*Excerpt*:
▽

Disclaimer: Prior one still holds. ^.^
On Tuesday, April 16, 2019 at 12:03:03 PM UTC-6, José Valim wrote:
>
> I have to disagree on some points:
>
> 1. Traversing the AST is not as complex as it sounds. You literally need
> four clauses (and the first two can be written as proxy to the third):
>
> def traverse({left, meta, right})
>
> def traverse({one, two})
> def traverse([_ | _] = list)
>
> def traverse(other)
>
>
Just simply traversing the ast to read it is not a case I often do by
itself in macro's, rather I tend to do steps like this:
1. Traverse AST to gather information.
2. Traverse a case to modify and transform nodes based on prior collected
information (this is where I have wrap primitives and lists in
`:__block__`'s and unpack 2-tuples into the proper generic tuple form so I
can store additional metadata on them).
3. Often step 2 has to be repeated a few times for a few other passes,
generate code based on multi-level metadata, move AST nodes around, etc...
4. I don't both stripping my added metadata as the engine seems to ignore
it, so now I finally just return it.

△

*Required work*:
[A] Reproduce the part of the email on traversing the AST between "2. Traverse a" and "just return it.", inclusive.
[B] In the email on traversing the AST, how many clauses does the quoted reply say are needed to traverse it?
[C] Write the next part of the email on traversing the AST in macros, beginning after its final sentence.

*Source excerpt*:
▽

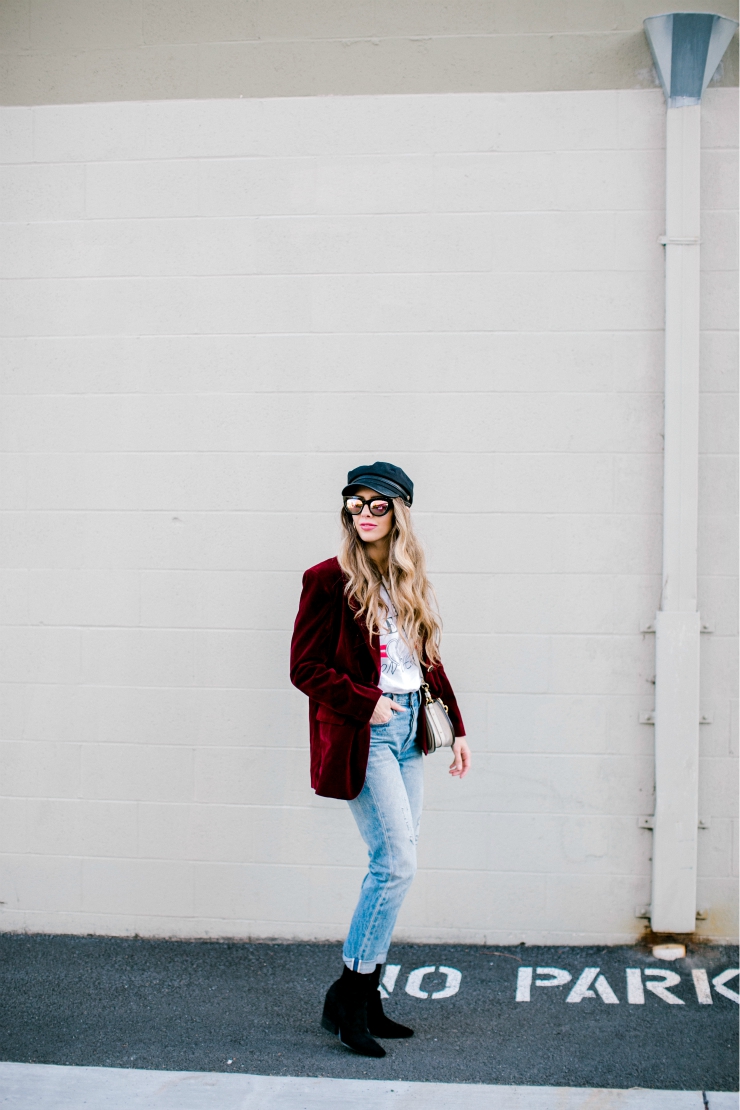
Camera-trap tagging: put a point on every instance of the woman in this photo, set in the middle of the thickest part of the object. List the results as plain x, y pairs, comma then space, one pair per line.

△

*Answers to the problems*:
[A]
2. Traverse a case to modify and transform nodes based on prior collected
information (this is where I have wrap primitives and lists in
`:__block__`'s and unpack 2-tuples into the proper generic tuple form so I
can store additional metadata on them).
3. Often step 2 has to be repeated a few times for a few other passes,
generate code based on multi-level metadata, move AST nodes around, etc...
4. I don't both stripping my added metadata as the engine seems to ignore
it, so now I finally just return it.

[B] Four clauses.

[C]
On Tuesday, April 16, 2019 at 12:03:03 PM UTC-6, José Valim wrote:
> 2. If we converted everything to 3 element tuples, the issue is not only
> Macro.keywordify as there are also macros that match on atoms too (and on
> strings too albeit less common). For instance, every Phoenix application
> does it . So making everything a three-element tuple would hurt that.
>
Exactly, those macro's can match on the AST form of an atom or atoms
themselves, a macro can even make such matches a simple thing such as added
a 'guard' of the form like `AST.is_atom/1` that matches an atom or a
supposed `{:atom, [], "a"}`. Or if it always wants it in one form or the
other then it can just transform it before working on it.
On Tuesday, April 16, 2019 at 12:03:03 PM UTC-6, José Valim wrote:
> 3. Note that {:integer, [], 1} and {:atom, [], "foo"} would be their own
> AST nodes too, as there are now new rules for what the 3 element actually
> is. Sure, it is more consistent in terms of metadata, but you are not
> really reducing the number of nodes. You could make them {:integer, meta,
> [1]} and similar but that would mean introducing new special forms.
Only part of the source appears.